Entries from a collection
════════════════════
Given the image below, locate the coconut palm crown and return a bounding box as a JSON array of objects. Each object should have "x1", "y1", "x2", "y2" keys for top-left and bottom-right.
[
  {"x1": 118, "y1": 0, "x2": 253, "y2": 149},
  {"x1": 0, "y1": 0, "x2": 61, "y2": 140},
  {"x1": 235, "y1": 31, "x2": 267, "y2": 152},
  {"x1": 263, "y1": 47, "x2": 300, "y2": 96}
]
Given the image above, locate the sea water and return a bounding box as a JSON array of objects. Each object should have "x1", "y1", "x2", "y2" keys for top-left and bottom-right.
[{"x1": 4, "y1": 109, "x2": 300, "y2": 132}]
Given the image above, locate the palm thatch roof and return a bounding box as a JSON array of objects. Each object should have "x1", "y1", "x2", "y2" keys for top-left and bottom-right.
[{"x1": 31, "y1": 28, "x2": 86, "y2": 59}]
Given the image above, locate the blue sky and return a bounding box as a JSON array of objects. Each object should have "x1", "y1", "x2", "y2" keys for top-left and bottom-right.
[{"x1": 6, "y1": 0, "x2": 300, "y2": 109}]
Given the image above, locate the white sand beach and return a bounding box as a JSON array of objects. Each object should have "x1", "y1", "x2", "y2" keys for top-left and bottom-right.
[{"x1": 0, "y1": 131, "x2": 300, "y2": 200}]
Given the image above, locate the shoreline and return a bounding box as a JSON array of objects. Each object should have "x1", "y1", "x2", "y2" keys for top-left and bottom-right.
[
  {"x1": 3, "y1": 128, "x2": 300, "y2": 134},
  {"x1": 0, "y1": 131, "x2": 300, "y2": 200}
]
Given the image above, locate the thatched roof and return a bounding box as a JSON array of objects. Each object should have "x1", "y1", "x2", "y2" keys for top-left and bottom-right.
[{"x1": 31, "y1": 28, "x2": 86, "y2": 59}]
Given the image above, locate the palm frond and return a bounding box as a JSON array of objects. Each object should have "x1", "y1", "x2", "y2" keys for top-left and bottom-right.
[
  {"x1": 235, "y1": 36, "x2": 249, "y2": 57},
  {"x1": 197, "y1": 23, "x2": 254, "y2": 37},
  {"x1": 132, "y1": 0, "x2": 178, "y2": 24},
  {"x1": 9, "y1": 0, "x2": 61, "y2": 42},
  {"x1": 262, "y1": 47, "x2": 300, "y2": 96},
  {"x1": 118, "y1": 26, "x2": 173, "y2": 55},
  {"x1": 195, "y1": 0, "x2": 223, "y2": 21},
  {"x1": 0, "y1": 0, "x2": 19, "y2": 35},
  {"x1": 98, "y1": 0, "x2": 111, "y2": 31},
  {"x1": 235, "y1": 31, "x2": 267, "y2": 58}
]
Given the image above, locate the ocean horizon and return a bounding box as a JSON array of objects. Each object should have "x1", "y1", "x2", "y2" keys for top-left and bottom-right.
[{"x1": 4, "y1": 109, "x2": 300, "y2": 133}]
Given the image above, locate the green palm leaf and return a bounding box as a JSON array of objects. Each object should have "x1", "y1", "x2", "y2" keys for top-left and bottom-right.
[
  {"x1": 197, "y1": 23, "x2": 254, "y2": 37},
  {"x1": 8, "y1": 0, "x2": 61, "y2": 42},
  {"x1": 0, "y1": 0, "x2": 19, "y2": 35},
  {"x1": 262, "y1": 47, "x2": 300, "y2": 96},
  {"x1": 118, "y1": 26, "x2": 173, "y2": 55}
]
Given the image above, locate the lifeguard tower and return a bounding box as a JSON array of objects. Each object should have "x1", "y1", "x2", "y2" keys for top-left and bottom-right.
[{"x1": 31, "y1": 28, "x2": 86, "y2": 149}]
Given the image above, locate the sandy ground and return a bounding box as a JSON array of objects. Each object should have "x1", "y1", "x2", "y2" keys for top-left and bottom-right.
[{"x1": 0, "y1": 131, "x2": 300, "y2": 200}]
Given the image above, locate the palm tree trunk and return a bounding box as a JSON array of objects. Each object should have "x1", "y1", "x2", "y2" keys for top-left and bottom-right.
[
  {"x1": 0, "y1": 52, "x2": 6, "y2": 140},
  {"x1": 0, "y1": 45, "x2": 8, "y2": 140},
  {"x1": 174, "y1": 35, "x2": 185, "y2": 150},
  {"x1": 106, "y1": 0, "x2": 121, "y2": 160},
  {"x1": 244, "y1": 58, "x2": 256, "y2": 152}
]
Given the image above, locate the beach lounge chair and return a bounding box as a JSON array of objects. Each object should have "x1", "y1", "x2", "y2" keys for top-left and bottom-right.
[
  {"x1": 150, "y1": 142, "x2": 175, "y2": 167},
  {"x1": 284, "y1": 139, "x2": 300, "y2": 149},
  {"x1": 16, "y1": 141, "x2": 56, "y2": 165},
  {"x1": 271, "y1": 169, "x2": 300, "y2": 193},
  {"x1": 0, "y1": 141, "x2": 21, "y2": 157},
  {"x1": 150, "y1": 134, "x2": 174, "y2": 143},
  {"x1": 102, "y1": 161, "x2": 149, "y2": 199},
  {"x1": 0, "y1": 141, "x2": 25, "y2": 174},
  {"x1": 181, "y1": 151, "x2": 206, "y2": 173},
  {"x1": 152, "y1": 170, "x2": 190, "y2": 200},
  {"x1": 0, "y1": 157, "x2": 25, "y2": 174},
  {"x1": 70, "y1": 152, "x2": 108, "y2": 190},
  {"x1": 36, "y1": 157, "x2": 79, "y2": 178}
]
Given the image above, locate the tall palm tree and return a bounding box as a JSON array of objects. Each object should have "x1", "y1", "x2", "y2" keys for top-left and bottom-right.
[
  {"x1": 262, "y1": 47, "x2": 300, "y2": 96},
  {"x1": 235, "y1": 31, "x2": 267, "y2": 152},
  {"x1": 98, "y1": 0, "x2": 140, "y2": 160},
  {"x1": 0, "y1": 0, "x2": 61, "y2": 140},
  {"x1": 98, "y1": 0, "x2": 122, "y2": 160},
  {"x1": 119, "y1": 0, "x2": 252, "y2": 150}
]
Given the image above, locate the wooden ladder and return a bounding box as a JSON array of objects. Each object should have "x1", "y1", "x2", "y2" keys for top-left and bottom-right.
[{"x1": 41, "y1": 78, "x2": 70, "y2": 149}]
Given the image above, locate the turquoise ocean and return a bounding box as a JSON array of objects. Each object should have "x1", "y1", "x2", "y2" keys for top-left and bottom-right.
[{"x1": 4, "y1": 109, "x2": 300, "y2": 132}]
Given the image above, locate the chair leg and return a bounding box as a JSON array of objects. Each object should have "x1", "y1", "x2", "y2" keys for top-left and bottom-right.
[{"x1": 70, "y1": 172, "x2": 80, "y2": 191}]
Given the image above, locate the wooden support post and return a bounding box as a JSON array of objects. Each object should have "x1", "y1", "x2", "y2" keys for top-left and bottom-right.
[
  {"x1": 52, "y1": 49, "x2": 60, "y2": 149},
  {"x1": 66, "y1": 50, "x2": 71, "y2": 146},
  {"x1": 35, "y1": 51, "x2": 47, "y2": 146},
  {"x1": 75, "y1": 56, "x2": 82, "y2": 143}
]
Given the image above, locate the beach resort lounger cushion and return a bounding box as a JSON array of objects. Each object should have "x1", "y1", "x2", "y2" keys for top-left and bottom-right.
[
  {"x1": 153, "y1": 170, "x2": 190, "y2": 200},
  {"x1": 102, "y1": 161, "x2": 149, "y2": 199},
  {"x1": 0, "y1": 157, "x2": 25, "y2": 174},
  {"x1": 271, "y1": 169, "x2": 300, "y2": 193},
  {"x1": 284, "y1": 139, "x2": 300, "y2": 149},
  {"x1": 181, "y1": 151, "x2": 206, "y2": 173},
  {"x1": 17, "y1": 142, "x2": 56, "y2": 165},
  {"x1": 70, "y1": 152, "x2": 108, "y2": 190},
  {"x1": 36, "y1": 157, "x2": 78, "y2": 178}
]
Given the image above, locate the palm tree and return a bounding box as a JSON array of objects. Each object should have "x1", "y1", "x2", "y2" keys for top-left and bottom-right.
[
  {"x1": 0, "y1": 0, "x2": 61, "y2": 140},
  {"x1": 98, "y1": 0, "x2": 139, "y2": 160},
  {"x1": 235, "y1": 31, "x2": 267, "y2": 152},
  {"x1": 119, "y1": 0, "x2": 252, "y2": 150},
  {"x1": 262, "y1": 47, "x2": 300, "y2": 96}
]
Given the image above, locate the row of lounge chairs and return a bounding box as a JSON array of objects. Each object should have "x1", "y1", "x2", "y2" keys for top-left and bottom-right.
════════════════════
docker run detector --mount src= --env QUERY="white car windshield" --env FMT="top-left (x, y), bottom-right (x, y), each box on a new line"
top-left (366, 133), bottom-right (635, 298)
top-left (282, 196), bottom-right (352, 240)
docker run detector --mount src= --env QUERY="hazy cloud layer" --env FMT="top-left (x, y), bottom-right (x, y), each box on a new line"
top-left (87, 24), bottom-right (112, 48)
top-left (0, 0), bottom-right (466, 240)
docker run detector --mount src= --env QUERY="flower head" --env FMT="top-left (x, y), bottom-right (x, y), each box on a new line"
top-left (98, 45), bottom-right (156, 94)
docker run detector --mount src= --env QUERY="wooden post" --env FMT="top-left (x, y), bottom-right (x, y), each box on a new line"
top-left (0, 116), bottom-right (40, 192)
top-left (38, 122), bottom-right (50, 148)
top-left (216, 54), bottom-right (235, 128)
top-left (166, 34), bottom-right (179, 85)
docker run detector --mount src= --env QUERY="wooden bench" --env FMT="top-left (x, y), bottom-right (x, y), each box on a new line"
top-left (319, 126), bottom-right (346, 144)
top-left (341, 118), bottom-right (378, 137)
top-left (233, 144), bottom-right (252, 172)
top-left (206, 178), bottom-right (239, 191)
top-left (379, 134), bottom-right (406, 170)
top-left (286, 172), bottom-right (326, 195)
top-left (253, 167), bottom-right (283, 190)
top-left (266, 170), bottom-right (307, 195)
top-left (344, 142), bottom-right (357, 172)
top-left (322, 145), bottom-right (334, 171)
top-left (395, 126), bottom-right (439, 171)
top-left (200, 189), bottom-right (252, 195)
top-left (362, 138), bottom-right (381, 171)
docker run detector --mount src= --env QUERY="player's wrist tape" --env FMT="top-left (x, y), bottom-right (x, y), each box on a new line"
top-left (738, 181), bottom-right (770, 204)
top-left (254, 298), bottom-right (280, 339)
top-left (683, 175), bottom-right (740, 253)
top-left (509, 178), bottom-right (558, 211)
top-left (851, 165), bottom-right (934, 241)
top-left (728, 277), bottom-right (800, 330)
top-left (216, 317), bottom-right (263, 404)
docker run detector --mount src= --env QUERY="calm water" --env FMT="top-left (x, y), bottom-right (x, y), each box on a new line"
════════════════════
**WRITTEN REQUEST:** Collect every line of the material above that contains the word "cushion", matching case exactly.

**SOLUTION:**
Given the image above, locate the beach resort lounger cushion and return a bounding box as a JSON array of objects. Each object should have "x1", "y1", "x2", "y2" keys for top-left and bottom-right.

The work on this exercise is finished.